**TASK DESCRIPTION**: Copy the lines below exactly as they are.

**SOURCE RECORDS**:
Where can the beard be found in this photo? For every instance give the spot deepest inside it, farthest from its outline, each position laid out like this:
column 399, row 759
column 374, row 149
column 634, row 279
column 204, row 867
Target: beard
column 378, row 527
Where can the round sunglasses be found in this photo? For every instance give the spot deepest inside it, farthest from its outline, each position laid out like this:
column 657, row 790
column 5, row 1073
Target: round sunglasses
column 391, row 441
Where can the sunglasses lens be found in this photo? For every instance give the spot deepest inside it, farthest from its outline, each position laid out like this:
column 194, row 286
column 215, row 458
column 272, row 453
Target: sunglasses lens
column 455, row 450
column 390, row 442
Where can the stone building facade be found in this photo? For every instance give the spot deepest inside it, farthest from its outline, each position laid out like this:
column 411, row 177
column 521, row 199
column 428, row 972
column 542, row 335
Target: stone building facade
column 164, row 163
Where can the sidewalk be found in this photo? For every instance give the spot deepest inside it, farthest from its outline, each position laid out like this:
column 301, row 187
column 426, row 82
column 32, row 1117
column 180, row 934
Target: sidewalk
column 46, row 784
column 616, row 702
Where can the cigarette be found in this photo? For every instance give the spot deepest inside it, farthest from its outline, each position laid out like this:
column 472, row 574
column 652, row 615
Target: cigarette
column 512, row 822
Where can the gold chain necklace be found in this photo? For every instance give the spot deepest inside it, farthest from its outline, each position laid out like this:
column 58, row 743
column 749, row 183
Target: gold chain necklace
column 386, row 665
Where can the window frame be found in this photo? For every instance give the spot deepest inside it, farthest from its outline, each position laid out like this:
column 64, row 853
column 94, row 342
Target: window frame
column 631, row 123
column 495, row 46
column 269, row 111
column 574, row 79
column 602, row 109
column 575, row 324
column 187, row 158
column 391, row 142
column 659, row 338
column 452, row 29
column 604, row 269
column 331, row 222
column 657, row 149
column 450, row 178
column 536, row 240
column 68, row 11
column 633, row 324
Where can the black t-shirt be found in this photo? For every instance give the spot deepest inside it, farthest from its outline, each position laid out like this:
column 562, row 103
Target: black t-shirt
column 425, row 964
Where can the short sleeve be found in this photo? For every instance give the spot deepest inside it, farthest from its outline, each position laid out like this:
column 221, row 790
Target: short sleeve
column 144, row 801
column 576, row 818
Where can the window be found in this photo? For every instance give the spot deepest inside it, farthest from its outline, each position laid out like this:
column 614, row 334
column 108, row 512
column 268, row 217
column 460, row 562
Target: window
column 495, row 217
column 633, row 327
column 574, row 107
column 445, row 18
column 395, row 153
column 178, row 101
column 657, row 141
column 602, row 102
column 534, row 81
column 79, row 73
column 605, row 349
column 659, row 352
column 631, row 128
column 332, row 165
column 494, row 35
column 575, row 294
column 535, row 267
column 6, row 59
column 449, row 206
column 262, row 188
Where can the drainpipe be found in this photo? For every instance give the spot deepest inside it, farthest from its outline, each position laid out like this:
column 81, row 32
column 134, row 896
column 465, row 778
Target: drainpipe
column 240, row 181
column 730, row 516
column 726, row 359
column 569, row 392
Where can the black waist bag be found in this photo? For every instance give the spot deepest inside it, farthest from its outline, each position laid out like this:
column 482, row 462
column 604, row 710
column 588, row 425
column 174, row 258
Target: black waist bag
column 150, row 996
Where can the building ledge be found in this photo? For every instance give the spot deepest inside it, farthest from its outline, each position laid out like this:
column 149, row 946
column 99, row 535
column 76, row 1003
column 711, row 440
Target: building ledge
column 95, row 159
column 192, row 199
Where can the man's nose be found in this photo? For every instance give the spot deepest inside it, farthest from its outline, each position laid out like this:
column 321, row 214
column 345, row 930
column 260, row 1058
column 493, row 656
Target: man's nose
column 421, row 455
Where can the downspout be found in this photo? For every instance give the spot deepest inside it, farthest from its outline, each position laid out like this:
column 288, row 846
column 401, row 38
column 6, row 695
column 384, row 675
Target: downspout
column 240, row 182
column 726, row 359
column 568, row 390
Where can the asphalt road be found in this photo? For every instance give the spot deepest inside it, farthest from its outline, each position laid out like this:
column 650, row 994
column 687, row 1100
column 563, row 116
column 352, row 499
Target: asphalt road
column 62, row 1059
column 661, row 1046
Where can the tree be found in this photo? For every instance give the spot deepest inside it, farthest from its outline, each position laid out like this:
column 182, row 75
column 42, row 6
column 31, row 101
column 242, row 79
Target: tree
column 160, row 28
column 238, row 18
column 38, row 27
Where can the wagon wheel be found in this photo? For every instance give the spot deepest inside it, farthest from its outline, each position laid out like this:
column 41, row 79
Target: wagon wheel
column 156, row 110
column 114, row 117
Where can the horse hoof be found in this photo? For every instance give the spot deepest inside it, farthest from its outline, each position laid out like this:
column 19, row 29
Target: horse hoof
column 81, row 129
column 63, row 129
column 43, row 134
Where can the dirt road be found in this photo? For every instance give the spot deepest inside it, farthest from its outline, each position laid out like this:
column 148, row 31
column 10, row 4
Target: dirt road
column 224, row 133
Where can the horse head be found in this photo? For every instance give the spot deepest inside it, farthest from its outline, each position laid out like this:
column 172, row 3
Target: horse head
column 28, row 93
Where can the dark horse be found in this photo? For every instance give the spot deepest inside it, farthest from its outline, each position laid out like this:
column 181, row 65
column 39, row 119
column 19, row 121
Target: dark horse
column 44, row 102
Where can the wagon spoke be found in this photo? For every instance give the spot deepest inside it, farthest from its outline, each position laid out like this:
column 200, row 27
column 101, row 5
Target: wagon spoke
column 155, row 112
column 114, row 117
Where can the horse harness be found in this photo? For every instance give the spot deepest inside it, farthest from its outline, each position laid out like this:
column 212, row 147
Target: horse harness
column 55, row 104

**THE ANSWER**:
Where can the beard be found in this photo? For every instance give the spot deepest inside it, farthest from its outline, each position laid out like this:
column 399, row 759
column 374, row 149
column 634, row 279
column 204, row 867
Target: beard
column 378, row 527
Where can the round sunglasses be found in this photo? For every instance give the spot deepest inside it, farthest from its outline, each position laid out like this:
column 657, row 790
column 5, row 1073
Target: round sunglasses
column 391, row 441
Where can the sunglasses lens be found in this photo? For every instance give the spot deepest inside it, farthest from its outline, each position laid out like this:
column 194, row 286
column 215, row 458
column 272, row 453
Target: sunglasses lens
column 455, row 450
column 390, row 442
Where can the stone building facade be found in this photo? For every instance give the spot deepest inside it, farthest from its outline, each position laid out like this:
column 411, row 177
column 521, row 199
column 428, row 972
column 542, row 335
Target: stone building facade
column 164, row 163
Where can the sidewalk be found in this photo? For every instance give the spot deepest inside it, farthest from its outline, each position laid out like this:
column 301, row 187
column 426, row 82
column 32, row 1117
column 180, row 934
Target: sidewalk
column 46, row 784
column 616, row 702
Where can the cigarette be found in this photo? For every instance give the spot deepest inside it, farthest from its outline, each position laid out like this:
column 472, row 574
column 652, row 615
Target: cigarette
column 512, row 822
Where can the gold chain necklace be found in this photo? For every instance give the spot deepest inside it, farthest from its outline, each position laid out like this:
column 58, row 743
column 749, row 183
Target: gold chain necklace
column 386, row 665
Where can the window frame be found in this photo? For every instance give the spot deepest inside it, farthest from its outline, each position laid out like this:
column 64, row 853
column 94, row 342
Target: window frame
column 631, row 123
column 495, row 46
column 269, row 111
column 574, row 79
column 602, row 109
column 575, row 324
column 187, row 158
column 391, row 142
column 659, row 338
column 452, row 29
column 604, row 269
column 331, row 222
column 657, row 149
column 450, row 178
column 536, row 240
column 68, row 11
column 633, row 324
Where can the black t-shirt be found in this photo? For every instance give the spot deepest inside it, farthest from its outline, each position laid out like this:
column 562, row 103
Target: black t-shirt
column 425, row 964
Where can the short sleeve be found in this photo? For every instance give the spot deepest inside it, farthest from its outline, each position laid out like this:
column 221, row 790
Target: short sleeve
column 144, row 801
column 576, row 818
Where can the window be found in this photo? For every instance give the spot deepest inside it, farthest from its outline, each position laid out like this:
column 614, row 334
column 108, row 512
column 268, row 217
column 460, row 562
Target: window
column 495, row 217
column 633, row 327
column 574, row 107
column 445, row 18
column 395, row 153
column 178, row 101
column 657, row 141
column 602, row 102
column 534, row 81
column 79, row 73
column 605, row 349
column 659, row 352
column 631, row 128
column 332, row 165
column 494, row 35
column 575, row 294
column 535, row 267
column 6, row 59
column 449, row 206
column 262, row 188
Where can the drainpipe be found in this photo? For every instance give the spot deepest inside it, farthest from its outline, each position laid out like this:
column 81, row 32
column 134, row 896
column 465, row 778
Target: drainpipe
column 240, row 181
column 730, row 516
column 726, row 359
column 569, row 392
Where can the black waist bag be found in this photo? For every instance give the spot deepest inside it, farthest from its outline, each position laid out like this:
column 482, row 462
column 604, row 710
column 588, row 425
column 174, row 258
Target: black waist bag
column 150, row 996
Where can the building ledge be found in this photo? For every instance give the spot deepest inside it, farthest from its outline, each position laid out like this:
column 149, row 946
column 99, row 535
column 76, row 1003
column 711, row 440
Target: building ledge
column 95, row 159
column 192, row 199
Where can the man's nose be found in this photo? For every instance give the spot deepest inside it, farthest from its outline, each position laid out like this:
column 321, row 214
column 345, row 930
column 260, row 1058
column 493, row 656
Target: man's nose
column 421, row 455
Where can the downspout be found in this photo? For every instance give the spot deepest inside it, farthest from its outline, each position laid out like this:
column 288, row 846
column 401, row 38
column 6, row 695
column 384, row 675
Target: downspout
column 240, row 182
column 726, row 359
column 568, row 390
Where can the asphalt road be found in this photo? For every instance give the spot deepest inside it, farthest from its outline, each position laid out like this:
column 650, row 994
column 687, row 1100
column 563, row 116
column 352, row 499
Target: asphalt road
column 62, row 1059
column 661, row 1046
Where can the tree be found in this photo? For every instance give the spot deepest inside it, farthest from its outline, each position laid out like this:
column 182, row 75
column 42, row 6
column 31, row 101
column 242, row 79
Target: tree
column 160, row 28
column 238, row 18
column 38, row 27
Where can the wagon wheel be found in this photo? For every instance give the spot deepest inside it, farthest from its outline, each position laid out like this:
column 41, row 79
Target: wagon wheel
column 156, row 110
column 114, row 117
Where can the horse hoof be found in this photo? For every instance give the spot deepest inside it, farthest from its outline, each position laid out like this:
column 19, row 29
Target: horse hoof
column 81, row 129
column 63, row 129
column 43, row 134
Where can the dirt road be found in this photo? For every instance give the spot deepest inside it, farthest from its outline, each position laid out like this:
column 148, row 31
column 10, row 4
Target: dirt road
column 224, row 133
Where can the horse head be found in this photo? For every instance give the spot deepest inside it, farthest from its outline, each position laid out like this:
column 172, row 3
Target: horse head
column 28, row 93
Where can the dark horse be found in this photo? For every instance give the spot deepest inside it, farthest from its outline, each position laid out like this:
column 181, row 65
column 39, row 119
column 19, row 121
Target: dark horse
column 44, row 102
Where can the wagon spoke be found in this photo? For every instance give the spot deepest inside it, farthest from its outline, each position laid out like this:
column 200, row 27
column 101, row 5
Target: wagon spoke
column 155, row 112
column 114, row 117
Where can the horse harness be found in this photo? For every instance give the spot deepest inside it, farthest from its outline, each position laid out like this:
column 212, row 147
Target: horse harness
column 55, row 104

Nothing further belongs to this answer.